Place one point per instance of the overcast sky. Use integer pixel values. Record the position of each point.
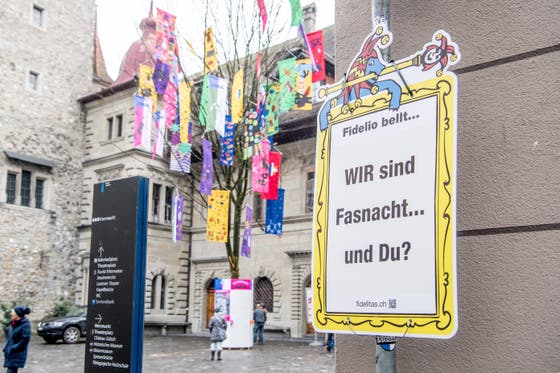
(118, 20)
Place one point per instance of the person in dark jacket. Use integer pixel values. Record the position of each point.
(218, 327)
(17, 340)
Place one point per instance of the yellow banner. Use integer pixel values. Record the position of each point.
(237, 97)
(146, 84)
(185, 110)
(218, 216)
(210, 61)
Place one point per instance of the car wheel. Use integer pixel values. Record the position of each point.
(49, 340)
(71, 335)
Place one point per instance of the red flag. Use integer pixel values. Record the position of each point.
(263, 13)
(274, 158)
(316, 43)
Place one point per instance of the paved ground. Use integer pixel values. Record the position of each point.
(172, 354)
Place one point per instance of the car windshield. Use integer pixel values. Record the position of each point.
(77, 312)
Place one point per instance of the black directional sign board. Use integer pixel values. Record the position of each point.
(117, 276)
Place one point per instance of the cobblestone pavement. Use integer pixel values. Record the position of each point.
(172, 354)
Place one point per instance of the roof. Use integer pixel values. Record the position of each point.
(29, 159)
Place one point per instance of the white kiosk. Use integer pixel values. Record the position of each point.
(234, 299)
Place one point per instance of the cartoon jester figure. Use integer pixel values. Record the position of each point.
(365, 69)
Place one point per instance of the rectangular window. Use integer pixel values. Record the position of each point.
(38, 16)
(168, 204)
(39, 187)
(156, 190)
(25, 188)
(11, 188)
(119, 125)
(109, 128)
(33, 80)
(309, 191)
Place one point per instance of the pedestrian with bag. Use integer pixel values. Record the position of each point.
(17, 340)
(218, 327)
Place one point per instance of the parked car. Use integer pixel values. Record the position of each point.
(69, 328)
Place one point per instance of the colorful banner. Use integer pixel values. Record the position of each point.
(165, 37)
(317, 49)
(179, 218)
(142, 121)
(218, 94)
(204, 101)
(247, 233)
(185, 110)
(161, 76)
(146, 84)
(159, 135)
(180, 159)
(227, 143)
(286, 70)
(263, 13)
(275, 160)
(210, 61)
(217, 222)
(237, 97)
(207, 173)
(303, 85)
(251, 131)
(297, 14)
(261, 168)
(272, 108)
(275, 214)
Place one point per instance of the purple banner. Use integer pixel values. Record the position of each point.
(207, 174)
(179, 218)
(227, 142)
(275, 214)
(246, 243)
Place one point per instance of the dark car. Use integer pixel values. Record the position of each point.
(69, 328)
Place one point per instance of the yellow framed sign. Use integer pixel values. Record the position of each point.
(384, 219)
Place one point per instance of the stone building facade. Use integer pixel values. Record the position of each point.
(508, 209)
(46, 50)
===============
_WRITTEN PROBLEM_.
Transcribe the whole listing, character for character, but not its images.

_EXPECTED ANSWER_.
Place one point per instance of the overcast sky. Use integer pixel values. Record the position of each point.
(118, 20)
Place one point per instance of the person in dark jacket. Use integer pixel values. Record the position of each point.
(218, 327)
(17, 340)
Place one point per instance of the yellow banner. Use integer pixel values. Record the position of each point.
(237, 97)
(146, 84)
(185, 110)
(218, 216)
(210, 61)
Place one point per instance of the car wheel. Use integer pixel values. Record the position of each point.
(49, 340)
(71, 335)
Place one point per instance of the red flag. Use integer pixel values. Record the position of each point.
(263, 13)
(274, 158)
(316, 43)
Place one point per instance of the paved ground. Use integer pixel values. Record the position of each point.
(172, 354)
Place one point per instance of the car windshield. Use integer pixel values. Record the position of each point.
(77, 312)
Place one point per instance of the black directional sign board. Use integer pixel values. Record the position of each point.
(117, 276)
Place one point per instance of the cobblestone pavement. Use integer pixel values. Record the position of each point.
(172, 354)
Place one point per instance of the roof. Use integer pixel values. Record the position of each point.
(29, 159)
Place one point per instance of the white kiosk. Use integer pixel values. Record the position of each point.
(234, 299)
Place one point per instance of the cartoon jester figure. Use integer pixel values. Record the position of each point.
(365, 69)
Place one point per instance of the rectangular window. Use integer pixel values. Record the position of each point.
(38, 16)
(168, 204)
(39, 187)
(156, 190)
(25, 188)
(11, 188)
(119, 125)
(109, 128)
(33, 80)
(309, 191)
Place one point per instance of the pedestrian with bag. Use integer pixel values. Record the position of each point.
(17, 340)
(218, 327)
Place one point per instance of the parked car. Use integer pixel values. Record the position of each point.
(69, 328)
Place one point per instance of the colorful banner. Use integer pixel values. Record the position of each point.
(165, 37)
(317, 49)
(179, 218)
(142, 121)
(218, 94)
(204, 101)
(247, 233)
(185, 110)
(161, 76)
(146, 84)
(159, 135)
(180, 159)
(227, 143)
(286, 70)
(263, 13)
(275, 160)
(210, 61)
(217, 222)
(237, 97)
(207, 173)
(303, 85)
(251, 131)
(297, 14)
(261, 168)
(272, 108)
(275, 214)
Place one point per instance of the purple banner. Use integer pixel values. Record the position of each point.
(207, 174)
(179, 218)
(227, 142)
(275, 214)
(246, 243)
Place one point per instance of the dark car. Use integer pixel values. Record the position of each point.
(69, 328)
Place one point per instance of the yellow framed sign. Use integer pixel values. Record the position of each point.
(384, 219)
Place one point per instance of the stone building facade. Use integer pixel values. Record the position of each point.
(508, 209)
(46, 50)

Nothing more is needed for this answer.